TASK REQUIREMENTS: Search the records below for the word "plate" and show every line where it occurs.

DATA SECTION:

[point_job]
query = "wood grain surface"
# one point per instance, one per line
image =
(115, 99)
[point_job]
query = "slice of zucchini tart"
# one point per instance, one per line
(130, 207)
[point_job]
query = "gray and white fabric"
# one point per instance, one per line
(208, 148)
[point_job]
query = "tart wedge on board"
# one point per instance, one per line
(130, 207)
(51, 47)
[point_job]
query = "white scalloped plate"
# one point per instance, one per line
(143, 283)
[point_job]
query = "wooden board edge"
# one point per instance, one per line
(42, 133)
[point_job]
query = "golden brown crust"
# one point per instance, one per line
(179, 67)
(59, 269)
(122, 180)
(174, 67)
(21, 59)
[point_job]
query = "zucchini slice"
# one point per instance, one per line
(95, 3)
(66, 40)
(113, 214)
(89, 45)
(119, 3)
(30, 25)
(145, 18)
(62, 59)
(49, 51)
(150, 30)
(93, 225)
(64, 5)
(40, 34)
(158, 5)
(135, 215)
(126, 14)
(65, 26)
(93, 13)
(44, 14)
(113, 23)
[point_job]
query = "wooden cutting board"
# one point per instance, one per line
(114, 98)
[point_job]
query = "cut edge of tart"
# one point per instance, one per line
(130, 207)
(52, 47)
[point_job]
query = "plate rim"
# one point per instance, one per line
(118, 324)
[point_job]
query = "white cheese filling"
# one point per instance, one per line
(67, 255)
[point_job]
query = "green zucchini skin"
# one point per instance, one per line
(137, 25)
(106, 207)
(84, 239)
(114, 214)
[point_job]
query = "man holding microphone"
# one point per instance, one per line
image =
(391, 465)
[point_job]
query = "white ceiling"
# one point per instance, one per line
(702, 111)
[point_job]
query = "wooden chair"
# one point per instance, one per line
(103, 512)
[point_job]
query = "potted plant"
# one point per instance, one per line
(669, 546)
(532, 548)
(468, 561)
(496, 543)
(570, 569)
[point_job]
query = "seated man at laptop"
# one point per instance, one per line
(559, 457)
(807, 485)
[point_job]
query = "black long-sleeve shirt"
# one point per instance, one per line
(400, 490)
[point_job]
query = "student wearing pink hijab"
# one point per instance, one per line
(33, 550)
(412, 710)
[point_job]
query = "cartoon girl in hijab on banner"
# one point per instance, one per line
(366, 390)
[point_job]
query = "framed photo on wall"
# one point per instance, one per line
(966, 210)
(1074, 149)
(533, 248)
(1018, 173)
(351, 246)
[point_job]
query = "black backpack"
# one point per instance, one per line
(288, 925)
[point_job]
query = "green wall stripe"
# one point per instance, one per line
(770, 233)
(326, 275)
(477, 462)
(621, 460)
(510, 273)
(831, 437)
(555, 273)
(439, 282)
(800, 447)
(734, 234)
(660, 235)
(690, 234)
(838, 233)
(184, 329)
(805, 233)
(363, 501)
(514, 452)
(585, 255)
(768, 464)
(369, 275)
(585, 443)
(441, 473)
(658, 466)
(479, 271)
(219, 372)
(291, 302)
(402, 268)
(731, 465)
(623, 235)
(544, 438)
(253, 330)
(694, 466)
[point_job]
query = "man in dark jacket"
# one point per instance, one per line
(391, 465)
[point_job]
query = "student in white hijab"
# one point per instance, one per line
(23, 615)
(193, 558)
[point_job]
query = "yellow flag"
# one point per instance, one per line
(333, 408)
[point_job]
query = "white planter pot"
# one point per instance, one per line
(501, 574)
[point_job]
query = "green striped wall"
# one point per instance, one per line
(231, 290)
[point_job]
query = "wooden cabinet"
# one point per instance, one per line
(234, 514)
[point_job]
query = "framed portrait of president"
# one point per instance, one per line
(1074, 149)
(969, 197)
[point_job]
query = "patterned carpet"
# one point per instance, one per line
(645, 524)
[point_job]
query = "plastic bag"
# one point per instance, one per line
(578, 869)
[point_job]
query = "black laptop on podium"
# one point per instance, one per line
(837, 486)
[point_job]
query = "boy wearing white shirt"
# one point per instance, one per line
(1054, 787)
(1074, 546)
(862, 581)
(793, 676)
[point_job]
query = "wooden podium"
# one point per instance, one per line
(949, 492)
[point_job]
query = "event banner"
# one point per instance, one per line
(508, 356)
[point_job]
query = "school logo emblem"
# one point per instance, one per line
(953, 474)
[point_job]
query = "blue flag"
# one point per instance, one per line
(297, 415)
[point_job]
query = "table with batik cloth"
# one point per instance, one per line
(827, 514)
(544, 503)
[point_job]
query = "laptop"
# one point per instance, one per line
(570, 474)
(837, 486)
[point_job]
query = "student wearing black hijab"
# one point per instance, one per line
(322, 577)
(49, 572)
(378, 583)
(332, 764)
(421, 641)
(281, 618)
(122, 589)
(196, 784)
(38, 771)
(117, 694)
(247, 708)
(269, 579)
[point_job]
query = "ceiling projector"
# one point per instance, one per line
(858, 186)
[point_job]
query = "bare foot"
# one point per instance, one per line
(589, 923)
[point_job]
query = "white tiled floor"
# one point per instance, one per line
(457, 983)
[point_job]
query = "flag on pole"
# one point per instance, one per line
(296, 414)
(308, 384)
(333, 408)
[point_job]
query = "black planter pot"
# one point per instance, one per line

TASK RESPONSE:
query = "white scalloped plate"
query = "plate rim"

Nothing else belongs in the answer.